» **Instructions**
(1) Repeat word for word the part of the story about Mark that begins at "Even when the" and stops after "Death-life. Angels-demons. Present-future.".
(2) In the story about Mark, where did Mark and Sam first meet?
(3) Pick up the story about Mark after its last sentence and keep writing it.

» **Reading text**
━━━━━━━━
That's where he met Mark.
Mark was going through seal team training at the time, and would eventually
end up on the same team with Sam, but they didn't meet at work, they met
at church. Because Mark was training to become a Seal and was a new believer,
Sam took a special interest in him and they became friends.
Mark made it through the program and became a BUDS (Basic Underwater
Demolition Seal) instructor. He was making a success of himself, that is,
until alcohol got the best of him. When his problem became disruptive at
work, the Navy put him in rehabilitation, but it didn't take. His problem
got so bad, that he lost his career and had to get out of the Navy. But
his career isn't all he lost, he lost his family too. After a while, his
wife had enough and she left him.
Mark had lost it all, except his salvation and his friendship with Sam.
Even when the Navy and his wife didn't want Mark anymore, God still did.
Romans 8:38-39 says, "For I am convinced that neither death nor life, neither
angels nor demons, neither the present nor the future, nor any powers,
 neither height nor depth, nor anything else in all creation, will
be able to separate us from the love of God that is in Christ Jesus our
What can separate us from God's love? Notice the extremes Paul mentions
when he answered that question. Death-life. Angels-demons. Present-future.
━━━━━━━━
» **Data provided**
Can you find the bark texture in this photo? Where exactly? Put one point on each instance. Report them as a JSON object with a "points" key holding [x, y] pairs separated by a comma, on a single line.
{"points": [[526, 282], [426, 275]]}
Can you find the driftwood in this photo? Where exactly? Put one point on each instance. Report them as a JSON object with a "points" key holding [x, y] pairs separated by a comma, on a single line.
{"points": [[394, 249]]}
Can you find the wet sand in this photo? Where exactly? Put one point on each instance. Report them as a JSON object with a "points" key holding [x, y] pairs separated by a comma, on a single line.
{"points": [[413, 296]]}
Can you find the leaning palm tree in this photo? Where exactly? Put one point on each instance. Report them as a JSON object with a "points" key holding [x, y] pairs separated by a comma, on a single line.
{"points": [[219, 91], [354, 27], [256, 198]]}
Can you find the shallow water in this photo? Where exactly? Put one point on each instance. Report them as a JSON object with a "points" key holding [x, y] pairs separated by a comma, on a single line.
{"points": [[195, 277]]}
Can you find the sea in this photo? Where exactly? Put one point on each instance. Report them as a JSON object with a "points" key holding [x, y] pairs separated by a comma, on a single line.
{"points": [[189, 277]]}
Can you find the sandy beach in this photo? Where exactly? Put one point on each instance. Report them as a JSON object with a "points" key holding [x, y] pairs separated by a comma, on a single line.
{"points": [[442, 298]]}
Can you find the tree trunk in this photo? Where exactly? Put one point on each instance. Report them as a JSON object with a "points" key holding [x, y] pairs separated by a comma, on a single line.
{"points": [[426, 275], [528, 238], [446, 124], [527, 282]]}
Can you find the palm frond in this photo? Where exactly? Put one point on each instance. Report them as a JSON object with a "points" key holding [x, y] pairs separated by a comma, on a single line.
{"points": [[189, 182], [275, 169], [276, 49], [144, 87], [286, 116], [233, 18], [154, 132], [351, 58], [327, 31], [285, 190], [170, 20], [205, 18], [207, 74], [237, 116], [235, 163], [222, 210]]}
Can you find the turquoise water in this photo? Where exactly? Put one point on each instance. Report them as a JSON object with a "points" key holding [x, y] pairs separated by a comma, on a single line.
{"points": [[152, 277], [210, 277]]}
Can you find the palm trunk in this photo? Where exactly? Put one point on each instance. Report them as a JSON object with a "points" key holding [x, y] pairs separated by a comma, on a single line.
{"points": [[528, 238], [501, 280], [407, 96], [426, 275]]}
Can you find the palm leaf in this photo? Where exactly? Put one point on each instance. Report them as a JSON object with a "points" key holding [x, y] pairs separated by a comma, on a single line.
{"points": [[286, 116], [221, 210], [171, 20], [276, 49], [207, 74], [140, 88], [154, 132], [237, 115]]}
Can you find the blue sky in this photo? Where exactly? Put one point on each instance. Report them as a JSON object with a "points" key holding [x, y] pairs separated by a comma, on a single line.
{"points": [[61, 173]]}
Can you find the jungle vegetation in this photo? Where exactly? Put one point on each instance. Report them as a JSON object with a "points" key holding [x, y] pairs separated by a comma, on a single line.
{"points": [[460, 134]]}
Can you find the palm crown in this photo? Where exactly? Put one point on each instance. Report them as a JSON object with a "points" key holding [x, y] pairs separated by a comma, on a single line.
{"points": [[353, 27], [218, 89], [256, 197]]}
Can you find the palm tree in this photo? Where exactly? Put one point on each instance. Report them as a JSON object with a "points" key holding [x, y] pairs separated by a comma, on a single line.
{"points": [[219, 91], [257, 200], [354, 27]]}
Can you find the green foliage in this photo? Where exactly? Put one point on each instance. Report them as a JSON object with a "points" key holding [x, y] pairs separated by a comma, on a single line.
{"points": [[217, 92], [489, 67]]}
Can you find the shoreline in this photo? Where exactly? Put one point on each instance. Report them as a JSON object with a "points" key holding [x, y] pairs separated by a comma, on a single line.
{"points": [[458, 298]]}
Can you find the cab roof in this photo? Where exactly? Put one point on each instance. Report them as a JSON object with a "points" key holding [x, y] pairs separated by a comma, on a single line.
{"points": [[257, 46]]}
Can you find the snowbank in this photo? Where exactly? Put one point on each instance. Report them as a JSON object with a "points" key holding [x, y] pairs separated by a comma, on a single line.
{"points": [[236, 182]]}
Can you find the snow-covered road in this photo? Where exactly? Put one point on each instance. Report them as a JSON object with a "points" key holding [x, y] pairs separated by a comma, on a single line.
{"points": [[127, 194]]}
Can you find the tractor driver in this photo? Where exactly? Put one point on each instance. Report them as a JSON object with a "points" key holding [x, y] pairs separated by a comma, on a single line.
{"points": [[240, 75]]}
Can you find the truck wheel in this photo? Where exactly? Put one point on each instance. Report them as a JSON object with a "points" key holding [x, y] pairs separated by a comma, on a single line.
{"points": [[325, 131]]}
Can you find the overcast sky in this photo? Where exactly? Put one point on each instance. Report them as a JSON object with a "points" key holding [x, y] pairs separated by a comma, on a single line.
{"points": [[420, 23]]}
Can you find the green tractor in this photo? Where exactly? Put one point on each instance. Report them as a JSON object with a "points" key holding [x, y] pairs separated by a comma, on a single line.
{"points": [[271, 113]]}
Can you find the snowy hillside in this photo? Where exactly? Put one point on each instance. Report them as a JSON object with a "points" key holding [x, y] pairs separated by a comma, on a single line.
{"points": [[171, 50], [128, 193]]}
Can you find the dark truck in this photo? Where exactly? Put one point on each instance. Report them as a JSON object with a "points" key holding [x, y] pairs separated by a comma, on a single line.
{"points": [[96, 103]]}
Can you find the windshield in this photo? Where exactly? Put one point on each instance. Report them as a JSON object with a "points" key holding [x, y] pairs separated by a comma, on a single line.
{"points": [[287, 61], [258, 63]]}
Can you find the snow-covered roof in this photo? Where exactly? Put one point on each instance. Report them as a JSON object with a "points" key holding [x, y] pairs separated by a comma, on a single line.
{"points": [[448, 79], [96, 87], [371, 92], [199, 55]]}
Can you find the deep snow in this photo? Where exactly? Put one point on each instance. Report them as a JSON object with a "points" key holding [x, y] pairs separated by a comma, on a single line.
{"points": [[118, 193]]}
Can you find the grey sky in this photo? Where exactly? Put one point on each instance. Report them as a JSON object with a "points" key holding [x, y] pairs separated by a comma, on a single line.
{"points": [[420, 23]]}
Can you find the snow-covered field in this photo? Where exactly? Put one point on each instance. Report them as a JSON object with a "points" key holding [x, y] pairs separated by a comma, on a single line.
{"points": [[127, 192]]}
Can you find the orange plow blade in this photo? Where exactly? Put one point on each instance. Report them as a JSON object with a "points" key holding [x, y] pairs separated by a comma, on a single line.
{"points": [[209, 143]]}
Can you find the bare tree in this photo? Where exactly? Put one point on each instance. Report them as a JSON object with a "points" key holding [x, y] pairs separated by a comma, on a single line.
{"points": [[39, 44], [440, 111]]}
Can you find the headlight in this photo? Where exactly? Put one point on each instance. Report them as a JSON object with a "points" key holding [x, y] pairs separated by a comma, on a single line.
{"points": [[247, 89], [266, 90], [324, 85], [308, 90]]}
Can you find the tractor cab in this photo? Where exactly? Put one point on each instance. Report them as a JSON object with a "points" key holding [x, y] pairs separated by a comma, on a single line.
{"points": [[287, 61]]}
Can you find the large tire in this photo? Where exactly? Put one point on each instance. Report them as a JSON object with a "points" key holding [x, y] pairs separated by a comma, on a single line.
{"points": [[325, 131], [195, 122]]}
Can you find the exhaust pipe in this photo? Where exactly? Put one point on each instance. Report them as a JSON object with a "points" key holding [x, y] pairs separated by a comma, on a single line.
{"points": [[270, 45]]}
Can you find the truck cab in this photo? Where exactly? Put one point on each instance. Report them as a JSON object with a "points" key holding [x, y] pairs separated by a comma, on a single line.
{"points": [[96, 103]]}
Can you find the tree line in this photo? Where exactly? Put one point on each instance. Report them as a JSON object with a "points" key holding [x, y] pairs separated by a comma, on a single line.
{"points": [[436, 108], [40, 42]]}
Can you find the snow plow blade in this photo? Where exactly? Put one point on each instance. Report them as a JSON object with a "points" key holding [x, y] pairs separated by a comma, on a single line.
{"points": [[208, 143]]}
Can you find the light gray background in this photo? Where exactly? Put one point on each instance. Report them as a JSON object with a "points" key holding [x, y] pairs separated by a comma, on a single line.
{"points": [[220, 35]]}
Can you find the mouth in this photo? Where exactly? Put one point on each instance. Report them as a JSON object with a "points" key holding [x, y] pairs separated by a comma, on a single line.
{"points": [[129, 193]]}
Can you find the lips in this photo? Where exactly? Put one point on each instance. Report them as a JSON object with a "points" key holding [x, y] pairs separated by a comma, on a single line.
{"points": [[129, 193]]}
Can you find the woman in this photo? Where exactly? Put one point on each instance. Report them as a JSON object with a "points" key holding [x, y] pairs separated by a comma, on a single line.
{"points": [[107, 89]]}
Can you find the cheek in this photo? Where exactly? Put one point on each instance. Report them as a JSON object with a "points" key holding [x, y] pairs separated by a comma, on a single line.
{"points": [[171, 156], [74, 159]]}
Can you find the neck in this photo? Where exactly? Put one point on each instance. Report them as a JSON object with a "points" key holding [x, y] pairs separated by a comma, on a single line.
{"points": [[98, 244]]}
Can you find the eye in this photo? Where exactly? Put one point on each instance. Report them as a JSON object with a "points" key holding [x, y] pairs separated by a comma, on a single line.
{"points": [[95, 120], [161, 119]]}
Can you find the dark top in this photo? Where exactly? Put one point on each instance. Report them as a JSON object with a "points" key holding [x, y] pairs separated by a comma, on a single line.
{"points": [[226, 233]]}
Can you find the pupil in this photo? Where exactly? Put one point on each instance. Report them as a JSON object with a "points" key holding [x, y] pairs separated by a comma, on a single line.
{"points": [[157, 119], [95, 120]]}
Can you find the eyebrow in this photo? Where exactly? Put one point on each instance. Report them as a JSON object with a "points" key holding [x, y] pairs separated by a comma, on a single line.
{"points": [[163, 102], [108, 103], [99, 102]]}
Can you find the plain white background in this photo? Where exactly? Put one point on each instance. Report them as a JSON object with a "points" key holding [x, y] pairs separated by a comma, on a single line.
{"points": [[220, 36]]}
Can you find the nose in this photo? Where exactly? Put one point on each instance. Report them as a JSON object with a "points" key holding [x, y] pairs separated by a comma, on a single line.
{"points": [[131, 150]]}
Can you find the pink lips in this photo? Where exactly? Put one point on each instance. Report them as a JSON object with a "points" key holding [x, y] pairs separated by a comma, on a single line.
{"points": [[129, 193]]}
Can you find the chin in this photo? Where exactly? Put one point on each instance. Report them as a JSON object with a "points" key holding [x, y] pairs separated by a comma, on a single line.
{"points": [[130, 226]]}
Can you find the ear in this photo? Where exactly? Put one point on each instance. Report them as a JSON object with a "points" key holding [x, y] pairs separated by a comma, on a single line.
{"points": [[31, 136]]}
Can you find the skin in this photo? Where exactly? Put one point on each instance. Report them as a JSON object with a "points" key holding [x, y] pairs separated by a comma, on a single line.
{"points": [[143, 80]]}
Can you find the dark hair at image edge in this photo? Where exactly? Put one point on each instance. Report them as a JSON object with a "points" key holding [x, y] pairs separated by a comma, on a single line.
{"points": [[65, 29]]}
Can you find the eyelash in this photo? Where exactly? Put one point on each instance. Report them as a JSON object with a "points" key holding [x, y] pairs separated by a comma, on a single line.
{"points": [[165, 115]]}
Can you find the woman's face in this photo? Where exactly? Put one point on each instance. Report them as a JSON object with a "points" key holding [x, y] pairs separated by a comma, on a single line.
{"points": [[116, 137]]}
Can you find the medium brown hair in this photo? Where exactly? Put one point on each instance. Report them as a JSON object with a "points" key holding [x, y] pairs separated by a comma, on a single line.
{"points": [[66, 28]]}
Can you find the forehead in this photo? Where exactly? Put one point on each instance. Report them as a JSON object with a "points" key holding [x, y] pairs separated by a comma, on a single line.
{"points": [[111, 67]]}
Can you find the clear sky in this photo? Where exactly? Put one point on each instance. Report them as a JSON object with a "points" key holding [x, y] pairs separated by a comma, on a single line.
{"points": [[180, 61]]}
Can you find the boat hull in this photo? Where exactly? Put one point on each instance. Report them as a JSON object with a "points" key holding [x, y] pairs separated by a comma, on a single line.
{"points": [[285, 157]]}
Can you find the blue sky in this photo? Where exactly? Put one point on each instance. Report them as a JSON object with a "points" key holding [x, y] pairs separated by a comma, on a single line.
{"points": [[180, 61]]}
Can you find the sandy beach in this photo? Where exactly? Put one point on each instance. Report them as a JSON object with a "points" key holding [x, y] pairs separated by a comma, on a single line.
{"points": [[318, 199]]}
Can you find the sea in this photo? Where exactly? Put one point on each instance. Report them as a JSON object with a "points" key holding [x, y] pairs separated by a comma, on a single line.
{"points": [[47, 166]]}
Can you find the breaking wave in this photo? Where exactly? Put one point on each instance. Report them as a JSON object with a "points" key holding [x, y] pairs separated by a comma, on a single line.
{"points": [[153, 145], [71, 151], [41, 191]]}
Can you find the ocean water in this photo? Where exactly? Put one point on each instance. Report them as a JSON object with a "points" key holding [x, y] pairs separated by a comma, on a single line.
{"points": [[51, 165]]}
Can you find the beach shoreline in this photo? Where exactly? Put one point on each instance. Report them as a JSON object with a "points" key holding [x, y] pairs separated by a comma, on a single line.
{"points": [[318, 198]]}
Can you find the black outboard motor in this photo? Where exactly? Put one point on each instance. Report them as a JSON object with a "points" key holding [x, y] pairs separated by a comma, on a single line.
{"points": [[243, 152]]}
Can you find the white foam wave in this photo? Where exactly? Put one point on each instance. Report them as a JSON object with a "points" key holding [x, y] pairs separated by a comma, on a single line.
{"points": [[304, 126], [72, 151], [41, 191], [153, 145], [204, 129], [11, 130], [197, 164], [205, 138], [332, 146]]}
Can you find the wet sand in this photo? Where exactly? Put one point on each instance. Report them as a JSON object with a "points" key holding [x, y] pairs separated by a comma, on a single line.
━━━━━━━━
» **Results by task**
(1)
Even when the Navy and his wife didn't want Mark anymore, God still did.
Romans 8:38-39 says, "For I am convinced that neither death nor life, neither
angels nor demons, neither the present nor the future, nor any powers,
 neither height nor depth, nor anything else in all creation, will
be able to separate us from the love of God that is in Christ Jesus our
What can separate us from God's love? Notice the extremes Paul mentions
when he answered that question. Death-life. Angels-demons. Present-future.

(2) They met at church.

(3)
Height-depth. Nothing, absolutely, nothing can separate us from God's love.
I suppose that if it was Mark's responsibility to hold on to God, he
would have slipped away years before, but it wasn't Mark that had to hold
onto God, it was God that held onto Mark. Jesus said, "I give them eternal
life, and they shall never perish; no one can snatch them out of my hand."
(John 10:28 NIV)
What kind of life did Jesus promise in John 10:28? Eternal life, the
scripture says. Life that doesn't end. Not life for as long as you walk
a straight line-there is no condition to the promise-it is eternal.
"My Father, who has given them to me, is greater than all; no one can
snatch them out of my Father's hand." ( John 10:29 NIV)
God held Mark in the palm of his hand, even when Mark was drifting away
from his commitment, God held him tightly. And Mark was certainly drifting.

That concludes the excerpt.